Text block
— start —

Tag Archive: ubuntu


I’ve been fine-tuning the configuration of my servers. Some notes from my experiences. One of my VPS’es runs a kernel compiled by the server company. This kernel has disabled IPv6 support. (Why are there still server companies that don’t offer IPv6 in the year 2016? I mean *click*) Anyways… running a kernel without IPv6 makes many daemons throw warnings. I am in particular looking at my mail configuration:

postfix[565]: warning: inet_protocols: disabling IPv6 name/address support: Address family not supported by protocol

To make all these warning gone (they pollute the logs) edit the /etc/postfix/main.cf

inet_protocols = all

with

inet_protocols = ipv4

When I want to use greylisting on my server, using postgrey. Well… postgrey… will fail when it’s unable to bind to an IPv6 socket. And looking for a configuration file to configure the listning socket??? Where the hell is it. It seems, on a Ubuntu server, we’ll have to look in /etc/default/postgrey. This file specifies the startup parameters when postgrey is started using postgrey service start.

— end —

Challenge 1
Answer these from the server configuration notes:
(a) Which line in /etc/postfix/main.cf gets replaced?
(b) On a Ubuntu server, which file sets the startup parameters for postgrey?
(c) What year does the writer mention?
Challenge 2
Decide whether each statement agrees with the server configuration notes, and back up each yes or no with the deciding words from the notes:
(a) The kernel on one of the VPS'es was compiled by the server company.
(b) Postgrey keeps running when it cannot bind to an IPv6 socket.
(c) The writer says the warnings pollute the logs.
Challenge 3
Copy out the part of the server configuration notes that begins at the words "postfix[565]: warning: inet_protocols: disabling" and stops after "postgrey service start.".
The entries that follow have nothing to do with the server configuration notes.

Material supplied
— start —

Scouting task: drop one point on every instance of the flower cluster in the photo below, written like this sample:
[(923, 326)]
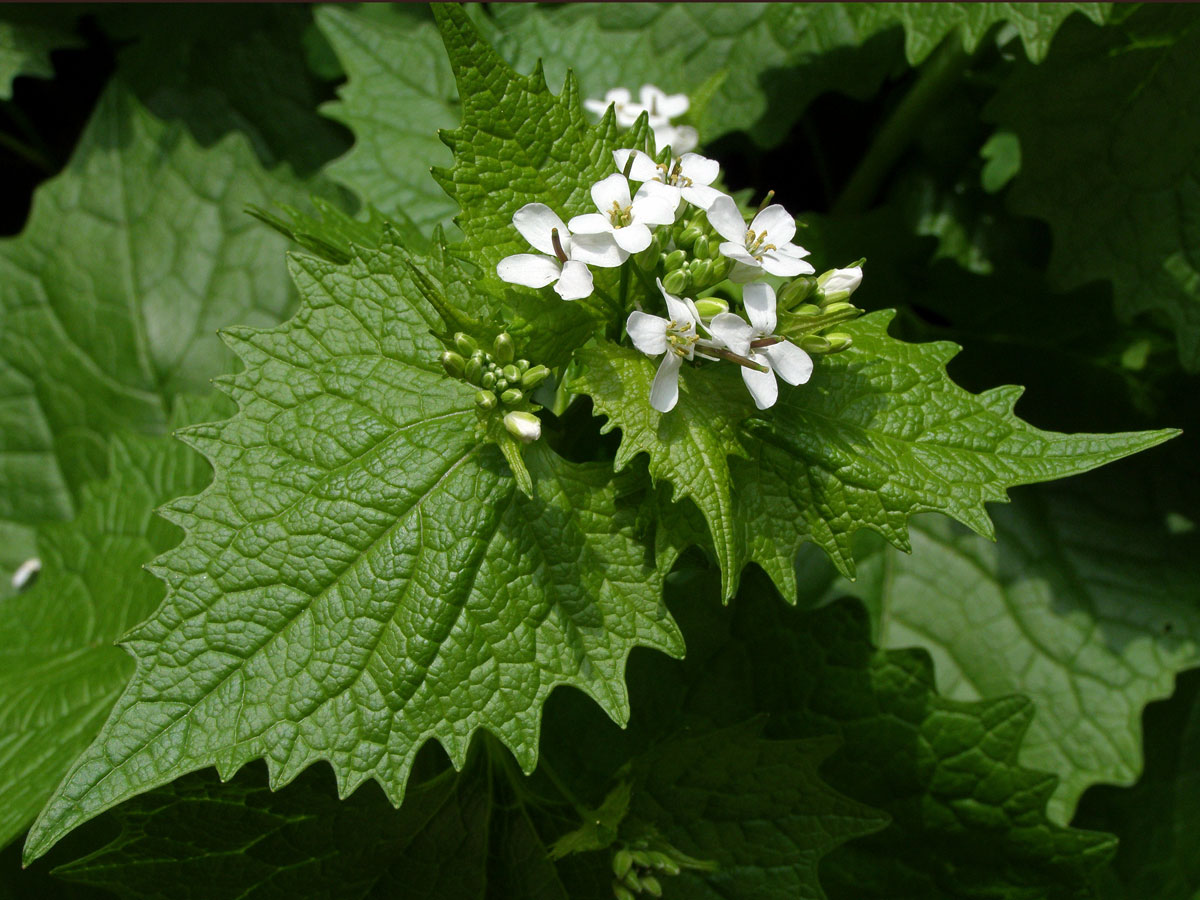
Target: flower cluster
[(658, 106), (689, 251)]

— end —
— start —

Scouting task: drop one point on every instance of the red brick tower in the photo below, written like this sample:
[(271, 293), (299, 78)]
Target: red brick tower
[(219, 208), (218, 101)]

— end —
— start —

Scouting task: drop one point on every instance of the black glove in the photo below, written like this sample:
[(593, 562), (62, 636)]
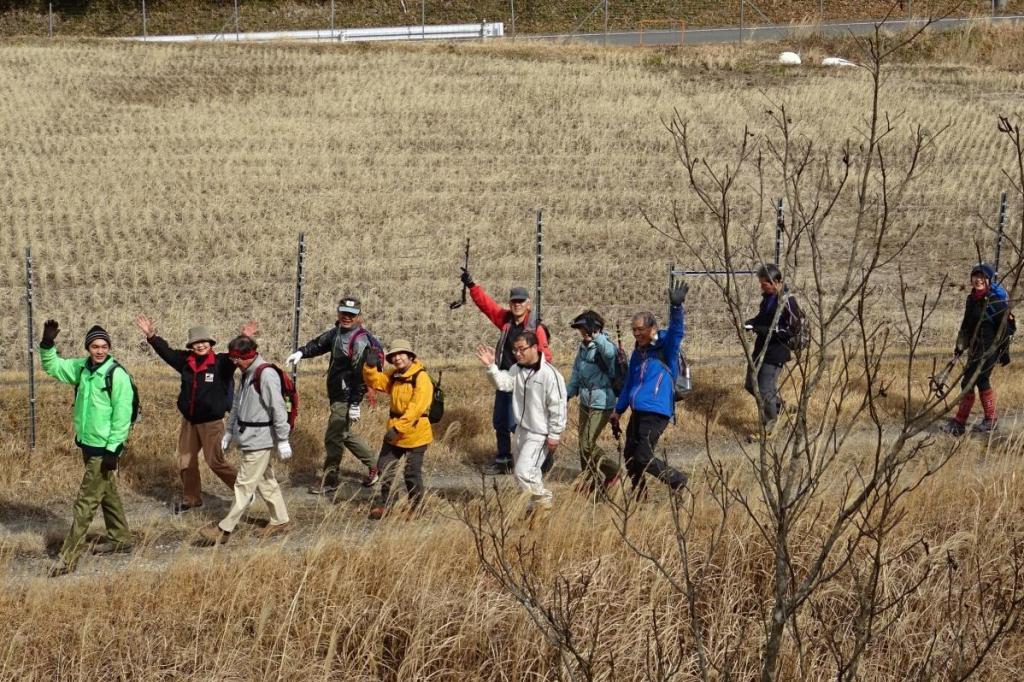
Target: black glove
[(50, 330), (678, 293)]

— end —

Written solution 1
(a) inet_protocols = all (it is replaced with inet_protocols = ipv4)
(b) /etc/default/postgrey
(c) 2016

Written solution 2
(a) Yes: "One of my VPS’es runs a kernel compiled by the server company."
(b) No: "postgrey… will fail when it’s unable to bind to an IPv6 socket"
(c) Yes: "they pollute the logs"

Written solution 3
postfix[565]: warning: inet_protocols: disabling IPv6 name/address support: Address family not supported by protocol

To make all these warning gone (they pollute the logs) edit the /etc/postfix/main.cf

inet_protocols = all

with

inet_protocols = ipv4

When I want to use greylisting on my server, using postgrey. Well… postgrey… will fail when it’s unable to bind to an IPv6 socket. And looking for a configuration file to configure the listning socket??? Where the hell is it. It seems, on a Ubuntu server, we’ll have to look in /etc/default/postgrey. This file specifies the startup parameters when postgrey is started using postgrey service start.